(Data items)

* * * *

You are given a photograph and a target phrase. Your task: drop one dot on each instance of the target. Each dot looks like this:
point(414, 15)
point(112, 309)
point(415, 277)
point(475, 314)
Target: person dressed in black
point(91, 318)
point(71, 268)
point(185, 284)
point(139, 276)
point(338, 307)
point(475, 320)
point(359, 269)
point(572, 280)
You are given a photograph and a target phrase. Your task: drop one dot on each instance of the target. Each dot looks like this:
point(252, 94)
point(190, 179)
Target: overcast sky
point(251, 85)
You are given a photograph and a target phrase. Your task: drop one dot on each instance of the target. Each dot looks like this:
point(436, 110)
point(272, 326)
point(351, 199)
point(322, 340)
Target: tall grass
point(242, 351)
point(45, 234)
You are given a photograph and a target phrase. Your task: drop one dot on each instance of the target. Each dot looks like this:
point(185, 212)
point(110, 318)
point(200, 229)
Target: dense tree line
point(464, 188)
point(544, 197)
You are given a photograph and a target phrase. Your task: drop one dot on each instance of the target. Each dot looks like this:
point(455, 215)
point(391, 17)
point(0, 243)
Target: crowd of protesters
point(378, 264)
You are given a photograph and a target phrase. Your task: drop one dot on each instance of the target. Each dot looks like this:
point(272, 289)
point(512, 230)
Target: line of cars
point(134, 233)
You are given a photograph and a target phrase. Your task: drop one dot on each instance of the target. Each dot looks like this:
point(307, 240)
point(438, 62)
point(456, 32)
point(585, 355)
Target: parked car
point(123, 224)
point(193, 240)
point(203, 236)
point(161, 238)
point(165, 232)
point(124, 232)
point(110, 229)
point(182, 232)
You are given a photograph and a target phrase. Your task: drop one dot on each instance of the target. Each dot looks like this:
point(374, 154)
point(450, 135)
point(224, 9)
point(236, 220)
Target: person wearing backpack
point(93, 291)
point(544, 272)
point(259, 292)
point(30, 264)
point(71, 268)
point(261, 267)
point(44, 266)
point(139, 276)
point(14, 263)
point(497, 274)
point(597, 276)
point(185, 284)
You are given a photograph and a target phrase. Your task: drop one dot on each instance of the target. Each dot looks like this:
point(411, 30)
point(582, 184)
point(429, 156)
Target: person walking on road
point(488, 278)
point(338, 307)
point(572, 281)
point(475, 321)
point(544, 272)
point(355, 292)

* * * *

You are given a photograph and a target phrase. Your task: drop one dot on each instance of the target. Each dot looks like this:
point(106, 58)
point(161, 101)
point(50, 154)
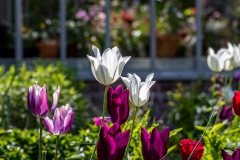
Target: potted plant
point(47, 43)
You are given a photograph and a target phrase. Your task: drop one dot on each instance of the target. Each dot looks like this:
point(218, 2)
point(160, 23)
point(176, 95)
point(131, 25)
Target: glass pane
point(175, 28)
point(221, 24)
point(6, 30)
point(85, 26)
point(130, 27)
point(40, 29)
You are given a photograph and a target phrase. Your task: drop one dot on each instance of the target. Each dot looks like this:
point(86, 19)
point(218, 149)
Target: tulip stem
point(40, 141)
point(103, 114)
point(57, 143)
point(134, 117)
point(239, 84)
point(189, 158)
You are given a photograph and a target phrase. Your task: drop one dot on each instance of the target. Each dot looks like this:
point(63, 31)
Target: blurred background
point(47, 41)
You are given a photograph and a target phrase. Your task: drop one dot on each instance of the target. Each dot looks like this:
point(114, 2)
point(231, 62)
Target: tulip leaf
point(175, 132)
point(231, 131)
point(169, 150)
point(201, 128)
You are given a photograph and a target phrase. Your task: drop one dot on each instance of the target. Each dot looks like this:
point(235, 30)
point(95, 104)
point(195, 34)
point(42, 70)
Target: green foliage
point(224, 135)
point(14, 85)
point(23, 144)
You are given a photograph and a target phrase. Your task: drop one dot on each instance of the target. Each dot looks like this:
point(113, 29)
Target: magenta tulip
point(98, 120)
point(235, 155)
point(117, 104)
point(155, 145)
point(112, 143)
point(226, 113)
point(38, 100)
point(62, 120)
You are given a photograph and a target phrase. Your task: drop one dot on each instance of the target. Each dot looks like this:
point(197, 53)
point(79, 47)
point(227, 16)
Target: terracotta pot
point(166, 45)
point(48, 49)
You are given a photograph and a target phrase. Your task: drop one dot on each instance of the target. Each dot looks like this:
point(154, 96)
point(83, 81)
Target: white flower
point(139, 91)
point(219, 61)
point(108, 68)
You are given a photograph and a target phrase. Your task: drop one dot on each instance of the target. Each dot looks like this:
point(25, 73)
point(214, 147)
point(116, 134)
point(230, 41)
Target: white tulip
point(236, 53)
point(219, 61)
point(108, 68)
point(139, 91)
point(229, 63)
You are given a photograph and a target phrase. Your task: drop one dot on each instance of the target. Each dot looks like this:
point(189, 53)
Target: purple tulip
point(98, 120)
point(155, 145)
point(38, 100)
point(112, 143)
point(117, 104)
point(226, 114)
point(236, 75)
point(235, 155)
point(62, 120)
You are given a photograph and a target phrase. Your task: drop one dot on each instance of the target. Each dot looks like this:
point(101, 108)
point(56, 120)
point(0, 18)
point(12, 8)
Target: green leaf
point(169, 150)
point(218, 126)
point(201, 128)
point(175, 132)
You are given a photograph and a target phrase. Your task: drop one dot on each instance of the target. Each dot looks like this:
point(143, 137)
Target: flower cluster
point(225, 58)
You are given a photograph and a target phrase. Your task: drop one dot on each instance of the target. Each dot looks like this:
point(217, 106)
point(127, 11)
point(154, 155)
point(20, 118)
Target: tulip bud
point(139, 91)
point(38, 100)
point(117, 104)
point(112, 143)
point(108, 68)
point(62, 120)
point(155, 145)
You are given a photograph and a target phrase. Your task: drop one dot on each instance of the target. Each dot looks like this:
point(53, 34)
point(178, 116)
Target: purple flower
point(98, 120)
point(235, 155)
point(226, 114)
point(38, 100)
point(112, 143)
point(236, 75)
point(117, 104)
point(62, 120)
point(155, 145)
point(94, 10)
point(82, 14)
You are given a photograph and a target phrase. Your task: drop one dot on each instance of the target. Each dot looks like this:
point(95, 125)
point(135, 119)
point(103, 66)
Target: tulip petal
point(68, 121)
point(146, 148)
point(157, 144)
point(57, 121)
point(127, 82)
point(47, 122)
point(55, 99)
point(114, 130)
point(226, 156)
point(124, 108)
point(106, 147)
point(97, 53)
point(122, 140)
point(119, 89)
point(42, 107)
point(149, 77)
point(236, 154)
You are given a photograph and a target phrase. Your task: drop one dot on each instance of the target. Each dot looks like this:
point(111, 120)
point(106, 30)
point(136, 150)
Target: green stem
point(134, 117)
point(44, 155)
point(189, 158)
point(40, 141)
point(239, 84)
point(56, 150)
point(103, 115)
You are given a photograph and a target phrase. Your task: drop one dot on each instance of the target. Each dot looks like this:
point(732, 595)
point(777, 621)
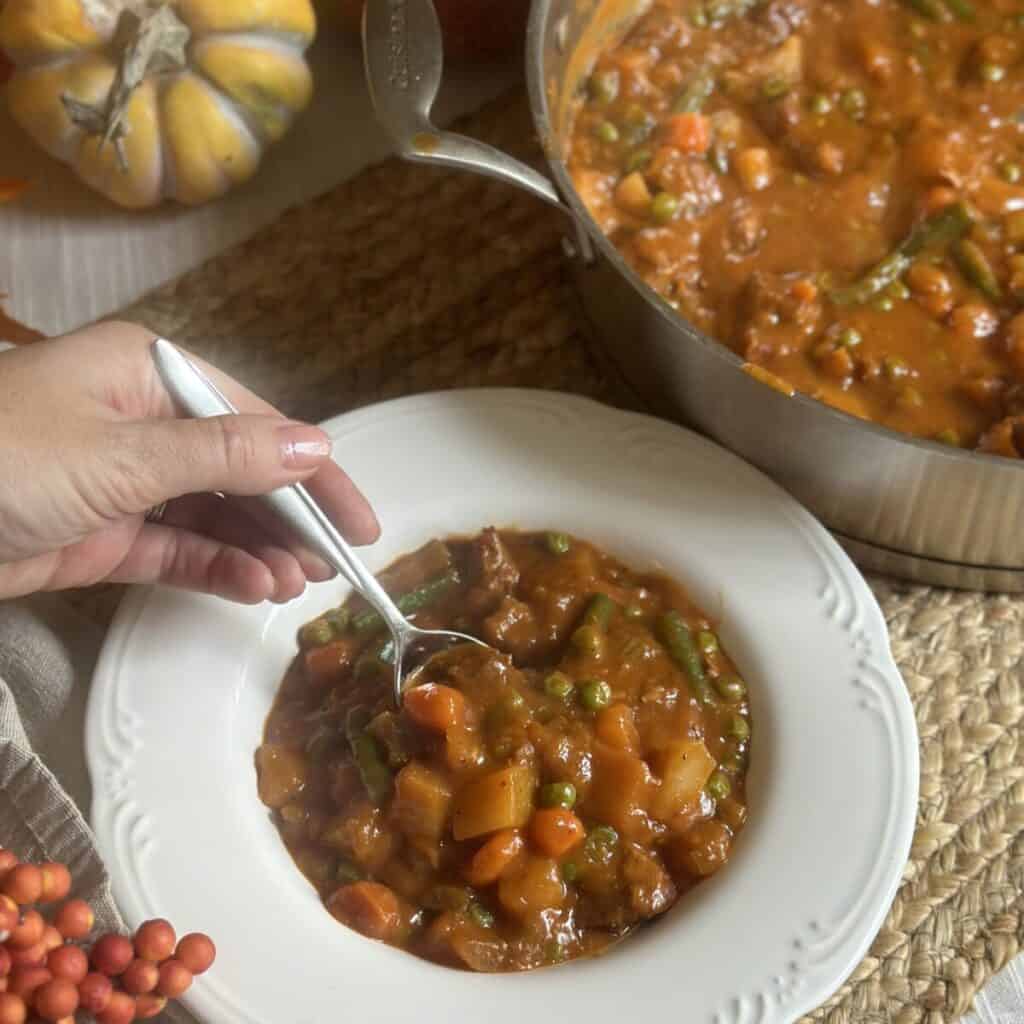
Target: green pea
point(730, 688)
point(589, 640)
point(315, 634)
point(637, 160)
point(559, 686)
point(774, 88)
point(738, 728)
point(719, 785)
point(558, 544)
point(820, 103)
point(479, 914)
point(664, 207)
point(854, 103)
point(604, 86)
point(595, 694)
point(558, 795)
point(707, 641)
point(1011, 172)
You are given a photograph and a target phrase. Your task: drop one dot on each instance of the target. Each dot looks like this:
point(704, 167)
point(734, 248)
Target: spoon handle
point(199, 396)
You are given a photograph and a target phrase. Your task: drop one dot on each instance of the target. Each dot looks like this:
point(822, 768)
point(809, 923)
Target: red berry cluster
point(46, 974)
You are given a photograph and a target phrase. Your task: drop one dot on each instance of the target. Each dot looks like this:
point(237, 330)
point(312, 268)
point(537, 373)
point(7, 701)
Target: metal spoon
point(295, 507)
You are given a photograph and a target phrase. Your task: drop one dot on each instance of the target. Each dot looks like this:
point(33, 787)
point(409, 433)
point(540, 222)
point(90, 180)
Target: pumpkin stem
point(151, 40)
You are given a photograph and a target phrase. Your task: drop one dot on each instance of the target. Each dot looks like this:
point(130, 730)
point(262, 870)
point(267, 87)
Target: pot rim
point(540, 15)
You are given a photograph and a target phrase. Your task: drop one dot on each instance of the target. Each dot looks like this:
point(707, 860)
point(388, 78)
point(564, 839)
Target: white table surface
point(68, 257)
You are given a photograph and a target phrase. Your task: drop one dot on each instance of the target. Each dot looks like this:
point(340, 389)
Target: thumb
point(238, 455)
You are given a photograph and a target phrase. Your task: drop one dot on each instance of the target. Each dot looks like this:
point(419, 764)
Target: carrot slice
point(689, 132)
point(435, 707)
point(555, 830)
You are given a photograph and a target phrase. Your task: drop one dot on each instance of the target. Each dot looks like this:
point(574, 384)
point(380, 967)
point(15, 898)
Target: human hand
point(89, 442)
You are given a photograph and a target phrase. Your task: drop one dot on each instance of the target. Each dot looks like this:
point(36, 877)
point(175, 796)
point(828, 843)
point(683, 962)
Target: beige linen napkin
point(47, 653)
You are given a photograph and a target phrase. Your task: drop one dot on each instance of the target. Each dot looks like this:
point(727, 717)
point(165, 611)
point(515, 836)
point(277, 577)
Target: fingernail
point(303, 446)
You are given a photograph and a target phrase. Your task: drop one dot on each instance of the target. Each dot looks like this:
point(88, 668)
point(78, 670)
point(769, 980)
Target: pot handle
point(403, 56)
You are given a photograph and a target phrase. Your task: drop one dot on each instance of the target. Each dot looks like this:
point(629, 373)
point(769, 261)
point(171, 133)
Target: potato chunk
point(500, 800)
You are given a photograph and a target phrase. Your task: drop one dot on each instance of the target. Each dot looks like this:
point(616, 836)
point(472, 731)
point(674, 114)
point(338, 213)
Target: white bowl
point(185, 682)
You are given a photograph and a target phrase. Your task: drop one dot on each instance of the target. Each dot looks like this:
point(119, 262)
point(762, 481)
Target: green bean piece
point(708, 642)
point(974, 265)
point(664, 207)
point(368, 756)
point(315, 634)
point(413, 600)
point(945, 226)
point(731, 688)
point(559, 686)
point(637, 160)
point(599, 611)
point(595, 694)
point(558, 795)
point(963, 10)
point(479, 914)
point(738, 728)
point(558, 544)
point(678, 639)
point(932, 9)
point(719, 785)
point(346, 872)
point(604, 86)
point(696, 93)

* * * *

_WHAT THE TASK REQUIRES:_ Pull out every line of the entries above that contains the string "cluster". Matching is case-sensitive.

_SOLUTION FOR THIS PROBLEM:_
Target: flower cluster
Target: red berry cluster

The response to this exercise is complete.